- _TASKS TO PERFORM_:
1/ Please reproduce everything in the tax passage from "Virtually all states" down to "a Casualty Loss?".
2/ Translate this sentence from the tax passage into Spanish: "Virtually all states now offer e-filing in a cooperative tax filing program with the IRS."
3/ Pick up the tax passage after its final line and continue writing it.

The IRS will not assess the late filing penalty or late payment penalty if you can show reasonable cause for not paying on time. To demonstrate reasonable cause, taxpayers must show they used ordinary business care and prudence in preparing and filing their returns and nevertheless were unable to meet the due date. To request the penalties be abated, a statement is attached to the finished tax return fully explaining the reason.
What If You Can't Pay the Balance Due?
If a taxpayer is unable to pay the balance due, the IRS offers two possible solutions:
• Pay by Credit Card – Taxpayers can generally pay part or all of their tax liability by using a credit card. The payment is not made through the government directly, but rather through a third party service designated by the IRS. Unlike merchants, the IRS will not pay the discount to the credit card companies. Instead, the taxpayer is charged a fee that is roughly 2.5% of the tax due.
• Establish an Installment Payment Plan – Generally, if the amount owed does not exceed $25,000 and the taxpayer is able to pay it within a five-year period, the taxpayer will qualify for an installment agreement. The IRS charges a small fee for setting up the agreement and will continue to charge interest on the unpaid balance. The late payment penalty will also apply, but will be reduced to half the regular amount if the taxpayer qualifies. To be approved for an installment plan, a taxpayer must agree to make full and timely payments, file all future tax returns on time, and pay all future tax balances when due. Any refund from future years will be applied to the outstanding balance. If a taxpayer defaults on the terms of the agreement, the IRS has the option of taking enforcement actions to collect the entire amount owed.
Virtually all states now offer e-filing in a cooperative tax filing program with the IRS. If acceptable for filing, the state return will also be e-filed.
Disaster Casualty Losses
A disaster loss is actually a casualty loss that occurs in a geographic area that the President of the United States declares eligible for Federal disaster assistance. Disaster losses are also eligible for special tax benefits, which are discussed in this brochure. What is a Casualty Loss?

- _ENTRIES PROVIDED_:
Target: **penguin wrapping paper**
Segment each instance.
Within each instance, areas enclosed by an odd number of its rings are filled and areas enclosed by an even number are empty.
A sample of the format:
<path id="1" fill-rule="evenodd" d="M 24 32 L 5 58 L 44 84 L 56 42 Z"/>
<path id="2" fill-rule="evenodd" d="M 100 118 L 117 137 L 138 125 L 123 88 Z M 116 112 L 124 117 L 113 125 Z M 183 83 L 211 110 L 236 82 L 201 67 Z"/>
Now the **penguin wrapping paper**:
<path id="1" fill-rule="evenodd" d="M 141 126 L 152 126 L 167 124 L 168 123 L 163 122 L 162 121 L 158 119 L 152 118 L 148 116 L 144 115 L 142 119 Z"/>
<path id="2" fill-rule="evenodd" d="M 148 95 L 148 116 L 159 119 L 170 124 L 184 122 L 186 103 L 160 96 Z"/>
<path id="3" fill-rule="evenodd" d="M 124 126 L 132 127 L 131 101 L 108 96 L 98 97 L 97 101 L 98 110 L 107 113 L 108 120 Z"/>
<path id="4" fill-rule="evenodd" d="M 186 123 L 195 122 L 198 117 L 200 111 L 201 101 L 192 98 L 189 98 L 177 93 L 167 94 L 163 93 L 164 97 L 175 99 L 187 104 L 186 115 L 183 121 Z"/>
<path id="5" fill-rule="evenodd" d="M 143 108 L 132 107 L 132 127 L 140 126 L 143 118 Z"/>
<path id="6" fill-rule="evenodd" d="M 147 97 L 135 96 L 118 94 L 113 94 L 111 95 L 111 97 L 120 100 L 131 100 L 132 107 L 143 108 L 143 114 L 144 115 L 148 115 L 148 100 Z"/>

- _EXERCISE RESULTS_:
1/
Virtually all states now offer e-filing in a cooperative tax filing program with the IRS. If acceptable for filing, the state return will also be e-filed.
Disaster Casualty Losses
A disaster loss is actually a casualty loss that occurs in a geographic area that the President of the United States declares eligible for Federal disaster assistance. Disaster losses are also eligible for special tax benefits, which are discussed in this brochure. What is a Casualty Loss?

2/ Prácticamente todos los estados ofrecen ahora la presentación electrónica en un programa cooperativo de declaración de impuestos con el IRS.

3/
A casualty loss occurs when there is property damage from a sudden, unanticipated event. Some examples of qualifying events are: hurricanes, earthquakes, tornadoes, floods, storms, fire and volcanic eruptions.
Why are Disaster Losses Different?
Taxpayers within a declared disaster area may elect to claim their loss:
- In the year it occurs, or
- On the preceding year’s return.
Example: A taxpayer in the 2004 Florida hurricane disaster area can claim a casualty loss either on their return for the year of the loss or on their return for the previous year. If the previous year’s return has already been filed, as is generally the case, it can be amended by filing a Form 1040X.
When to take the loss depends upon a number of factors and should be carefully analyzed to determine which year is the most beneficial for the taxpayer.
- The tax brackets for each year – Each year should be carefully examined as to which will provide the greatest overall tax advantage without wasting other tax benefits.
- The need for immediate cash – The primary purpose of the special rules allowing the casualty loss to be claimed on the prior year’s return is to provide taxpayer access to a tax refund without the need to wait – often many months - to file their return for the year of the loss.
- Self-employment tax – Self-employed taxpayers will also need to consider whether to take a business casualty loss that affects inventory in the current or prior year since the loss can offset self-employment tax as well as income taxes.
- Whether the loss will be used up – If the casualty loss is not fully used up in the year it is first deducted, it can create what is called a net operating loss (NOL). An NOL can be taken back to prior years or carried forward to future years and used as a deduction on the carryback or carryforward returns. Care should be taken to analyze the benefit from the potential loss carryback versus carrying the loss forward.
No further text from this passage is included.